──────── BAGIAN TEKS

Semenjak kolom Kompiasana ini disusun, beberapa rekan kerap bertanya "kenapa gacor banget tulis kalau boleh tahu?",  "Kenapa harus menulis, sih?", atau  "Kenapa gak buat podcast aja?" Pertanyaan-pertanyaan tersebut pun turut "menemani" saya dalam keseharian, maupun saat malam sudah hening tapi kepala tetaplah ramai.
Bagi saya, menulis bukanlah sekadar menuangkan huruf, angka dan spasi dalam kertas maupun layar. Praktik menulis ini pun menggambarkan sebuah keberanian. Keberanian untuk melihat ke dalam diri sendiri. Keberanian untuk bersuara atas banyak hal di tengah dunia yang semakin bising dan semakin sunyi dalam waktu bersamaan.
Pertanyaan selanjutnya, mengapa menulis?

────────────────

**SOAL LATIHAN**
1. Ringkaslah teks tentang alasan menulis di atas dalam dua kalimat.
2. Teruskan teks tentang alasan menulis di atas, dimulai setelah kalimat terakhirnya.

──────── BAHAN YANG DISEDIAKAN

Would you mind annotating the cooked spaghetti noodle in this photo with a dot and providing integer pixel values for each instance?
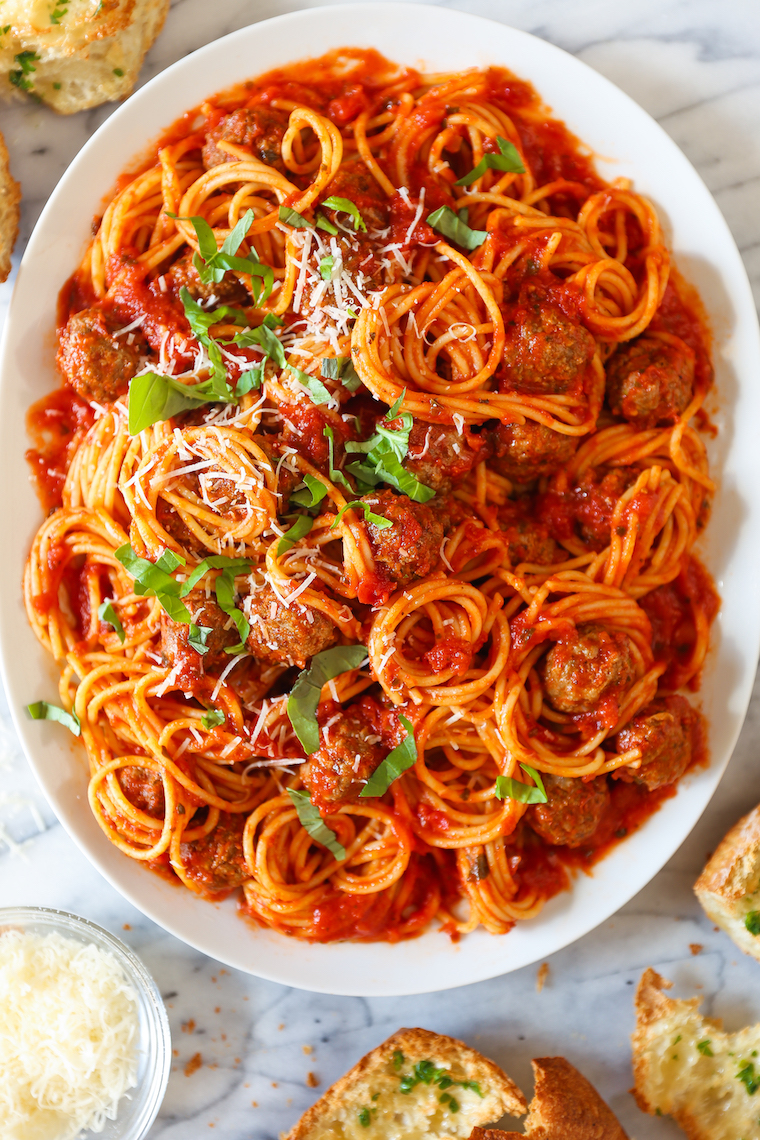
(365, 358)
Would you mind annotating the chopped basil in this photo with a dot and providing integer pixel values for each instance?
(293, 218)
(299, 530)
(507, 160)
(315, 387)
(212, 718)
(42, 710)
(312, 822)
(506, 788)
(752, 922)
(341, 368)
(377, 520)
(304, 695)
(402, 757)
(107, 613)
(446, 221)
(346, 206)
(311, 495)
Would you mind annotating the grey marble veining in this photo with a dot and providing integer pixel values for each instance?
(695, 66)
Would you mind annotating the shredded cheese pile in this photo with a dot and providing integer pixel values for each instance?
(68, 1034)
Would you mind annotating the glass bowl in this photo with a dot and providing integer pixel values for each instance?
(138, 1107)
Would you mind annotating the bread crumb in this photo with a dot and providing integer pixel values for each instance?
(193, 1065)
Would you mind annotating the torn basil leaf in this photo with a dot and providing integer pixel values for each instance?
(506, 788)
(304, 695)
(398, 762)
(312, 822)
(42, 710)
(446, 221)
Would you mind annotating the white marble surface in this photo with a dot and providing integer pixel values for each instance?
(695, 66)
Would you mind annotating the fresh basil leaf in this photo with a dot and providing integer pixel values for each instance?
(197, 638)
(446, 221)
(336, 475)
(507, 160)
(293, 218)
(327, 226)
(315, 387)
(212, 718)
(304, 695)
(345, 206)
(398, 762)
(377, 520)
(312, 822)
(311, 495)
(299, 530)
(506, 788)
(42, 710)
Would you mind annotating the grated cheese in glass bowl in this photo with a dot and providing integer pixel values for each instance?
(84, 1040)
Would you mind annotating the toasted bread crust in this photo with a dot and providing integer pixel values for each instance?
(10, 196)
(565, 1106)
(416, 1044)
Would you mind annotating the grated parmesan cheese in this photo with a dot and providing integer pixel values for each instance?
(68, 1036)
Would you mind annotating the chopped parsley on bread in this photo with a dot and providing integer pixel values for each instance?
(75, 54)
(686, 1067)
(729, 886)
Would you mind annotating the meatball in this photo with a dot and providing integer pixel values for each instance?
(585, 666)
(410, 547)
(545, 350)
(439, 454)
(524, 452)
(650, 380)
(663, 732)
(285, 634)
(97, 364)
(174, 638)
(351, 749)
(228, 291)
(573, 811)
(258, 129)
(215, 863)
(144, 789)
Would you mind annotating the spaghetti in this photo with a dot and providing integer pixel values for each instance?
(375, 488)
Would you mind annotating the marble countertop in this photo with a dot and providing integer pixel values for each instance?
(695, 66)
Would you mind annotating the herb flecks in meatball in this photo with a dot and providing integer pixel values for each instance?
(97, 364)
(573, 811)
(585, 666)
(663, 733)
(650, 380)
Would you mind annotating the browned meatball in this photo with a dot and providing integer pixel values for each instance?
(258, 129)
(174, 644)
(439, 454)
(411, 546)
(663, 732)
(650, 381)
(350, 750)
(144, 788)
(545, 350)
(573, 811)
(97, 364)
(228, 291)
(285, 634)
(215, 863)
(524, 452)
(587, 665)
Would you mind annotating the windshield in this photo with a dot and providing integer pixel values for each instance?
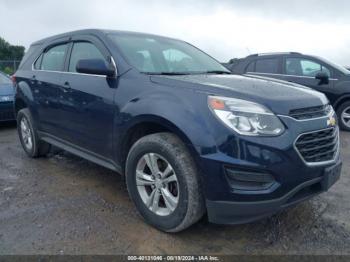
(336, 66)
(160, 55)
(4, 79)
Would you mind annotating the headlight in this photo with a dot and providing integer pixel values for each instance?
(245, 117)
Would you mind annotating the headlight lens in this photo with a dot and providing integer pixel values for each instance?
(245, 117)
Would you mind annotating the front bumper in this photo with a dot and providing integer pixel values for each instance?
(225, 212)
(7, 111)
(294, 180)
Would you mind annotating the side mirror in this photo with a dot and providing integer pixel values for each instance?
(95, 67)
(323, 77)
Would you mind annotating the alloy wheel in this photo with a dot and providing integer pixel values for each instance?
(157, 184)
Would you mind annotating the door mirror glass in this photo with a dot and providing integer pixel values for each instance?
(323, 77)
(94, 67)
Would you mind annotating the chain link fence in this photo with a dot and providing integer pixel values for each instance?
(9, 66)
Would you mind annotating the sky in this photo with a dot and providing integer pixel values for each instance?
(225, 29)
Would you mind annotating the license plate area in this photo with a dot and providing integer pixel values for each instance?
(331, 175)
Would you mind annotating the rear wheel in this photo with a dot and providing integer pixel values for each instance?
(343, 113)
(163, 182)
(32, 145)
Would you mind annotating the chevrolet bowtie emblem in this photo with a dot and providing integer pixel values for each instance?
(331, 121)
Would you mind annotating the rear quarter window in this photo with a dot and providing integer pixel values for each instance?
(53, 58)
(267, 66)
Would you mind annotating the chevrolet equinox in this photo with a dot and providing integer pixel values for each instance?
(190, 137)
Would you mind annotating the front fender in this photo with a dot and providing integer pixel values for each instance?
(175, 112)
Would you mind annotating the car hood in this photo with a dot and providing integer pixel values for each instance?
(279, 96)
(6, 89)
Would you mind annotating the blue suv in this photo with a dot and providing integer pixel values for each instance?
(190, 137)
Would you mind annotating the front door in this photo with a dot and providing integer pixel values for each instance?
(47, 89)
(88, 103)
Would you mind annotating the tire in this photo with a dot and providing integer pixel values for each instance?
(344, 108)
(171, 153)
(32, 145)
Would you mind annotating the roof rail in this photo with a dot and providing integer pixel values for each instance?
(275, 53)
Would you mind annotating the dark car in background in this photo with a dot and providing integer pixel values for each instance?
(315, 72)
(7, 93)
(190, 137)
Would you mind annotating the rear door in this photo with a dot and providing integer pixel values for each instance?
(47, 89)
(88, 103)
(302, 70)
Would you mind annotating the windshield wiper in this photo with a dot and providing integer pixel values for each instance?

────────────────

**HASIL YANG DIHARAPKAN**
1. Sejak kolom ini disusun, penulis kerap ditanya rekan-rekannya mengapa harus menulis dan tidak membuat podcast saja, dan pertanyaan itu menemaninya sehari-hari hingga malam yang hening. Bagi penulis, menulis bukan sekadar menuangkan huruf, angka, dan spasi, melainkan keberanian untuk melihat ke dalam diri sendiri dan bersuara di tengah dunia yang semakin bising sekaligus semakin sunyi.

2.
Kita saat ini hidup di era informasi. Informasi datang dan pergi begitu cepat tanpa kita sadari kita sering terbanjiri arus informasi setiap hari. Informasi tersebut jarang diuji lebih lanjut. Hal ini berakibat pada kedangkalan. Kedangkalan ini pun juga dapat bermuara pada lemahnya pemaknaan. Terkait hal ini, menulis menjadi penawar dari gejala kedangkalan tersebut. Menulis memungkinkan kita untuk mengambil jeda, menata ulang pikiran, memilih mana yang penting, dan menimbang keyakinan kita atas seluruh informasi yang kita terima sejauh ini. John Dewey (1933) mengungkapkan hal ini sebagai "reflektif thinking"---dimana menulis menjadi bentuk proses aktif dan terus menerus dalam menimbang keyakinan dan asumsi berdasarkan bukti.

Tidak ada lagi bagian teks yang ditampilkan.